══ Source records ══
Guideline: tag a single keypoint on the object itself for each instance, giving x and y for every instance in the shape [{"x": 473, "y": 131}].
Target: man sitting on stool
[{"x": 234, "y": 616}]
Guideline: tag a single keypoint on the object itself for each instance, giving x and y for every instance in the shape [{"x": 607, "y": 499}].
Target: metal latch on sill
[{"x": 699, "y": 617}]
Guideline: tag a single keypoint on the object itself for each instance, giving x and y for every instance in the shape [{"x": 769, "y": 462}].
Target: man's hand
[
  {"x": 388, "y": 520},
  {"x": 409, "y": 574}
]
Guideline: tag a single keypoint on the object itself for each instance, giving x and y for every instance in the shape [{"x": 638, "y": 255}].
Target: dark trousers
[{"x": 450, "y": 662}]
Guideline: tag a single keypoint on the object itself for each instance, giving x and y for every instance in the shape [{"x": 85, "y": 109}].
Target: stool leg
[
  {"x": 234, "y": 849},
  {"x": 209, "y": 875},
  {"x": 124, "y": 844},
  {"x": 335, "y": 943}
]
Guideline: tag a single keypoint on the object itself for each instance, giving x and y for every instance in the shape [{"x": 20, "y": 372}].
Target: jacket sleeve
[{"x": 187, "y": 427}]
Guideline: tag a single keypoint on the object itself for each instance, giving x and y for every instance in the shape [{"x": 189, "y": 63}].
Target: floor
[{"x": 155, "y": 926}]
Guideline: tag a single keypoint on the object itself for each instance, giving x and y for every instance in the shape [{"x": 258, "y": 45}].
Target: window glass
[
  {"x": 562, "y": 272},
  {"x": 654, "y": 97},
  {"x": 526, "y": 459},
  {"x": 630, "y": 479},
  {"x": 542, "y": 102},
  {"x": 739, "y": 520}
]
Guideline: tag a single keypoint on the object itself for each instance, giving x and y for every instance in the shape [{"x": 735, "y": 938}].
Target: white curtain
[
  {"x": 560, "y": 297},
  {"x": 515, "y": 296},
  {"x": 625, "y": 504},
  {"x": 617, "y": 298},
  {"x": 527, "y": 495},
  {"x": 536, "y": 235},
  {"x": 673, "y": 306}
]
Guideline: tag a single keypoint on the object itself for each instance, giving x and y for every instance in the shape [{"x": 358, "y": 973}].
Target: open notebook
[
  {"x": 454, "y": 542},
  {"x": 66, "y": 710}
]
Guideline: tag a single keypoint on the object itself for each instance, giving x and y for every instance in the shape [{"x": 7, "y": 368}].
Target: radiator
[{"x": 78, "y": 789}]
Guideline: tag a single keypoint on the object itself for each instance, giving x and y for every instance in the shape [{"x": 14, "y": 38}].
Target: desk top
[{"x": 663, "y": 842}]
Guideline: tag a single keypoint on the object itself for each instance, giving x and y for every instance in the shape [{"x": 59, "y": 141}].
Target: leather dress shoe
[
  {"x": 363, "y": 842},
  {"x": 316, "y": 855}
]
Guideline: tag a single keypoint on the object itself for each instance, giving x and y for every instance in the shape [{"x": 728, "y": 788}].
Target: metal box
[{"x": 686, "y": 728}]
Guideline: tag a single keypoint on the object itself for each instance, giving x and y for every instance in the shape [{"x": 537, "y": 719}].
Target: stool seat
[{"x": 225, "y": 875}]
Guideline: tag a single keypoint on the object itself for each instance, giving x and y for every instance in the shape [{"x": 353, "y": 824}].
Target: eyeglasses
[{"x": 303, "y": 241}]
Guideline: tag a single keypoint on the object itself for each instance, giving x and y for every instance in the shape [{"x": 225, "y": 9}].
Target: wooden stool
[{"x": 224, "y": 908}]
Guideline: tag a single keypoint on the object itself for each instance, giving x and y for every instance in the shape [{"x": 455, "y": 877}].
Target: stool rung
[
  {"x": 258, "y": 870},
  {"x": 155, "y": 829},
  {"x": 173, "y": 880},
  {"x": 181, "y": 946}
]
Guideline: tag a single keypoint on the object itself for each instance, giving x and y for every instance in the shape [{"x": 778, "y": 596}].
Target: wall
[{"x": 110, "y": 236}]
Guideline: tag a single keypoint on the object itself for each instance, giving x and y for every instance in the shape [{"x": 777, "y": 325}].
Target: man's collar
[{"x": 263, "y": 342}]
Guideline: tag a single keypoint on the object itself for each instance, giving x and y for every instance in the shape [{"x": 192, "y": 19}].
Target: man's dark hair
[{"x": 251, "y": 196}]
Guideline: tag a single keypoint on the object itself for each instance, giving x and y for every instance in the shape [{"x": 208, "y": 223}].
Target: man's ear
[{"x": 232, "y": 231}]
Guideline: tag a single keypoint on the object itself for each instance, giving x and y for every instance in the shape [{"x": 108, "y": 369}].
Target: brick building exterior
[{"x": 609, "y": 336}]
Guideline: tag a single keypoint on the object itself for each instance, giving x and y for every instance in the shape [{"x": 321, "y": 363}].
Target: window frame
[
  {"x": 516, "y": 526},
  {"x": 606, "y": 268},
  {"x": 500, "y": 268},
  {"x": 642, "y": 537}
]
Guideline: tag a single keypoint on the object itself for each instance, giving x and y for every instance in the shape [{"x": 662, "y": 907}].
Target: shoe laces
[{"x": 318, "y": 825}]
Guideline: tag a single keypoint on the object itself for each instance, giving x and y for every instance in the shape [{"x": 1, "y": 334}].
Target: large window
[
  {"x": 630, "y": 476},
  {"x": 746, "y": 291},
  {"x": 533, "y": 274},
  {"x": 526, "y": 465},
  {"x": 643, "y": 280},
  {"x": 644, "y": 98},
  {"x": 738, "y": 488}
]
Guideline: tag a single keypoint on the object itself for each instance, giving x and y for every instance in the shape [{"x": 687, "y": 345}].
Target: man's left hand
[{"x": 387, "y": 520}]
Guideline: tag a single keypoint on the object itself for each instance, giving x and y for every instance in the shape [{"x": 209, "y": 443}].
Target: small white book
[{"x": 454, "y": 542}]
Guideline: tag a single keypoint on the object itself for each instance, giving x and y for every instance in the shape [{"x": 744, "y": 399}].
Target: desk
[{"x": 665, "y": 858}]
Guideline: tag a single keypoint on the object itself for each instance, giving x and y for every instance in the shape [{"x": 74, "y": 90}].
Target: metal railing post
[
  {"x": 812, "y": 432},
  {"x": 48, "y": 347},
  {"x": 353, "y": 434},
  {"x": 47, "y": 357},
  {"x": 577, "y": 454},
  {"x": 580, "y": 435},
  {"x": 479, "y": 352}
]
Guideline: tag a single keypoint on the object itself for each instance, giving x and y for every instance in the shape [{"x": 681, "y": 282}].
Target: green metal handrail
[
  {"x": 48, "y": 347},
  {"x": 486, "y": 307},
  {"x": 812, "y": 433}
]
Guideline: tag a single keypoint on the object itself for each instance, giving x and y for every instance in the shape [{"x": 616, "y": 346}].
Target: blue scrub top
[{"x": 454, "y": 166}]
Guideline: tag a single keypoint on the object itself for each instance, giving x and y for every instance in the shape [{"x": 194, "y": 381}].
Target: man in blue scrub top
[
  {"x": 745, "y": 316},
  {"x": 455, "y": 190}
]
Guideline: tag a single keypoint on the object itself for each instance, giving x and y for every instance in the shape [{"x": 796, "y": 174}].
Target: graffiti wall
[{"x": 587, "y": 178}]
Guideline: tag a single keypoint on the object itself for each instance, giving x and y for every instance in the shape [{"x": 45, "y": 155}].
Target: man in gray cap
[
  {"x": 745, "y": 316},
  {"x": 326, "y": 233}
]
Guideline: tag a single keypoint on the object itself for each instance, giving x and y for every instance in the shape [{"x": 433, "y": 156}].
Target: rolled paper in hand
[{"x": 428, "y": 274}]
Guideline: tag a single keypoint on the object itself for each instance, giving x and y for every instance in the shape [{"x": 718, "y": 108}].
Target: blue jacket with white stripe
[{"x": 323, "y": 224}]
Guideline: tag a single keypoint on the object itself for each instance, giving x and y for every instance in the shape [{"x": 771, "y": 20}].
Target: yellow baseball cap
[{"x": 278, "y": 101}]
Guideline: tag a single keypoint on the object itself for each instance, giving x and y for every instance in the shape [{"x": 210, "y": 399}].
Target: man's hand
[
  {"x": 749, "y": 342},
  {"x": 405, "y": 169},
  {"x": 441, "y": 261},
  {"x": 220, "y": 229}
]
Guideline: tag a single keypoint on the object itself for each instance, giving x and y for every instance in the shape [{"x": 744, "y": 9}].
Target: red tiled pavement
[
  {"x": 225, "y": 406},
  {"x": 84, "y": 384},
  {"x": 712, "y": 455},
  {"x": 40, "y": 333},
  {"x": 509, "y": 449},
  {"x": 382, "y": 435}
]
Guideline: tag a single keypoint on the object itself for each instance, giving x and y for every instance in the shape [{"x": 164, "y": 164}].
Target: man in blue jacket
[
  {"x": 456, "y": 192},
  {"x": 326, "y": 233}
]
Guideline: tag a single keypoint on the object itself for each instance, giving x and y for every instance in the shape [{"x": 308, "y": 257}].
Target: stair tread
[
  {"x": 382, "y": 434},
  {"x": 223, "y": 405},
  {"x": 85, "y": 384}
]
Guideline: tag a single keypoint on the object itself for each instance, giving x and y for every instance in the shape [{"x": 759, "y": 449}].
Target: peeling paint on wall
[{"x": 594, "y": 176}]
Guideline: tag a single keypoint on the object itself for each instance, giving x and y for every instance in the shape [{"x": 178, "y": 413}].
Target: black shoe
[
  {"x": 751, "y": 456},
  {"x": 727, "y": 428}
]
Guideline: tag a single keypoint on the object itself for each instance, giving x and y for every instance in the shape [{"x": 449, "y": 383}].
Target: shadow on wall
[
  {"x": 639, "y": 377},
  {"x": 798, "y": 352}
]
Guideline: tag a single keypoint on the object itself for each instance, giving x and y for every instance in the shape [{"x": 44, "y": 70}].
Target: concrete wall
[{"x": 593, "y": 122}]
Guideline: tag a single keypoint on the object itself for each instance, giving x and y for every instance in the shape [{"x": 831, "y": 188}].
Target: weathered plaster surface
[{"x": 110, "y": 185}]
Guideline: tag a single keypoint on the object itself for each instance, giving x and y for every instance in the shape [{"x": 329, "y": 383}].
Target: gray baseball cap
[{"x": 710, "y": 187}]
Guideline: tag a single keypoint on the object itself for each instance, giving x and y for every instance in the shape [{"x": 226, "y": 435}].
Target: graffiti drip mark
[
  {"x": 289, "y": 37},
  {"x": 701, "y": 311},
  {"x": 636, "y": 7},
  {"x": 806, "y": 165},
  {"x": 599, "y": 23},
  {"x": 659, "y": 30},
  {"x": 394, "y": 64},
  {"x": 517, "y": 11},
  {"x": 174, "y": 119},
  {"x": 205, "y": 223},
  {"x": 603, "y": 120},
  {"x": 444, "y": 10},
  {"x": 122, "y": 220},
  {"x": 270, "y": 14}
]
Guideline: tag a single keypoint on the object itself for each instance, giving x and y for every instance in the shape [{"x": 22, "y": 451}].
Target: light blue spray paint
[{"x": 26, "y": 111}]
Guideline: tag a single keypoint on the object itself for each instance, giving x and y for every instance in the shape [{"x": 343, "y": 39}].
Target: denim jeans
═══
- **The problem**:
Exactly as they appear above, write out the line containing "Target: gray baseball cap" and each line that comes after it in the records.

- **Answer section**:
Target: gray baseball cap
[{"x": 710, "y": 187}]
Guideline: tag a single keypoint on the object itself for each instance, giving x and y for every instance in the shape [{"x": 226, "y": 435}].
Target: graffiti drip mark
[
  {"x": 289, "y": 37},
  {"x": 701, "y": 311},
  {"x": 636, "y": 7},
  {"x": 806, "y": 165},
  {"x": 599, "y": 23},
  {"x": 659, "y": 30},
  {"x": 394, "y": 64},
  {"x": 517, "y": 11},
  {"x": 174, "y": 119},
  {"x": 205, "y": 223},
  {"x": 603, "y": 120},
  {"x": 444, "y": 10},
  {"x": 122, "y": 220},
  {"x": 270, "y": 14}
]
Guideline: tag a single keypoint on the object itself for each instance, giving x and y for every instance in the shape [{"x": 22, "y": 451}].
Target: light blue spray paint
[{"x": 26, "y": 111}]
Guideline: tag a single keypoint on the object itself for each instance, giving x and y for every instance in the shape [{"x": 343, "y": 39}].
Target: denim jeans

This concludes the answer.